- _EXCERPT TO READ_:
Staali et al. [7] and Baba Moussa et al. [24] showed that Ca²⁺ influx and ethidium entry promoted by leukotoxins can be selectively inhibited. We evaluated the different oxidized LukS-PV and LukF-PV double mutants for their ability to activate PMNs and provoke Ca²⁺-channel opening (Figure 5). In our system, we assayed LukS-PV at 0.1 or 1 nM in combination with LukF-PV at 2 or 20 nM, and compared activity of associations of LukS-PV proteins/mutants at 1 nM and LukF-PV proteins/mutants at 20 nM. Table 1 summarizes kinetics of cell-associated Ca²⁺ fluorescence for different combinations. When mutants were first combined with the heterologous WT protein, kinetics of Ca²⁺ influx comparable with that of the WT toxin were observed for combinations involving LukS-PV(-1C)-R16C or N2C-R16C and LukF-PV at 20 nM (Figure 5(a)). In contrast, the kinetics for 1 nM LukS-PV D1C-R16C combined with LukF-PV was decreased to a lower value than that obtained for WT combination involving 2 nM of LukF-PV. The same was observed for LukS-PV + LukF-PV S8C-K20C, whereas the combinations involving LukF-PV T5C-T21C were almost as active as the WT toxin (Figure 5(b), Table 1). Greater variations in Ca²⁺ induction were obtained when associating oxidized mutants with each other (Figures 5(c) and 5(d)). Among the combinations involving LukF-PV S8C-K20C, only LukS-PV N2C-R16C significantly induced Ca²⁺ influx. The combinations of LukS-PV(-1C-R16C) and N2C-R16C with LukF-PV T5-T21C produced kinetics almost similar to the WT toxin, and the combination involving LukS-PV D1C-R16C showed a better Ca²⁺ influx than its combination with LukS-PV (Figures 5(a) and 5(d), Table 1). Altogether, these data indicate that constraining N-terminal extremities might not be detrimental to biological activity.

Figure 5.

Flow cytometry evaluation of Ca²⁺ entry into human PMNs for different combinations of purified WT S and F proteins and their oxidized double mutants. (a) Oxidized LukS-PV mutants were tested with WT LukF-PV. (b) Oxidized LukF-PV double mutants were tested with WT LukS-PV. (c) Oxidized LukS-PV double mutants were tested with LukF-PV S8C-K20Cox. (d) Oxidized LukS-PV double mutants were tested with LukF-PV T5C-T21Cox.

Table 1.

Times (min) to reach (a) 5% and (b) 100% of the Fluo-3 fluorescence characteristic of the cellular entry of Ca²⁺ due to calcium channels activation by combinations of PVL (taken as reference) and its mutants, n.r.: not reached, n.d.: not determined.

	LukF 40 nM	LukF 2 nM	LukF-T5CT21C	LukF-S8CK20C
LukS 1 nM	1.25(a)	3.5(a)	1.25(a)	4.5(a)
	2.5(b)	10(b) (95%)	5(b)	n.r.
LukS-D1CR16C	6(a)	n.d.	3.4(a)	n.r.
	n.r.(b)		7.5(b) (90%)	n.r.

- _WORK TO BE COMPLETED_:
Answer these about the leukotoxin text above:
1. At what concentrations was LukS-PV assayed?
2. In Figure 5, which protein were the oxidized LukS-PV double mutants tested with in panel (c)?
3. What does "n.r." stand for in Table 1?

- _DATA TO EXAMINE_:

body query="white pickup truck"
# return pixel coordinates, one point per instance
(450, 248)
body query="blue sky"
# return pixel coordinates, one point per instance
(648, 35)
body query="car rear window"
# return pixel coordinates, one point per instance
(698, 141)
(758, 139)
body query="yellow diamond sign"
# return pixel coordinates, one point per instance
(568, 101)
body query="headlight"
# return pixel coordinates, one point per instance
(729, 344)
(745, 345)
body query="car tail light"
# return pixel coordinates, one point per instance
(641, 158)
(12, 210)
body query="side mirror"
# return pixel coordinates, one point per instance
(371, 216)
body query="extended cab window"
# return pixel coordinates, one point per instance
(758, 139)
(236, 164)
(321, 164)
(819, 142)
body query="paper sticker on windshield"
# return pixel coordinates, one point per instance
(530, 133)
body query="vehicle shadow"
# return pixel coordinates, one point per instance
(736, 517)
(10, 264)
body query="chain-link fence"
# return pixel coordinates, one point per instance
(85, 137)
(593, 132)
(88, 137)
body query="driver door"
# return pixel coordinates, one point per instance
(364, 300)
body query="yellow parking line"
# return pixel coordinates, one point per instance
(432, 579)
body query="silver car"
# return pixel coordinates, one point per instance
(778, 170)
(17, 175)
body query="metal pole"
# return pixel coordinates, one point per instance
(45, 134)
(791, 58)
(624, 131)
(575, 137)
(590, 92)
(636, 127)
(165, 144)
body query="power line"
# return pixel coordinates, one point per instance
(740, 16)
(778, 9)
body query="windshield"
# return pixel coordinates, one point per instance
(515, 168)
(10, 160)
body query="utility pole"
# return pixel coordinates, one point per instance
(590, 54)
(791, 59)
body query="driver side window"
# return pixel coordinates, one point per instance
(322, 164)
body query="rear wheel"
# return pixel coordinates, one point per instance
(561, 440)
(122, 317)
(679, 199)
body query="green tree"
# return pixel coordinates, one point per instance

- _RESPONSE_:
1. 0.1 or 1 nM
2. LukF-PV S8C-K20Cox
3. Not reached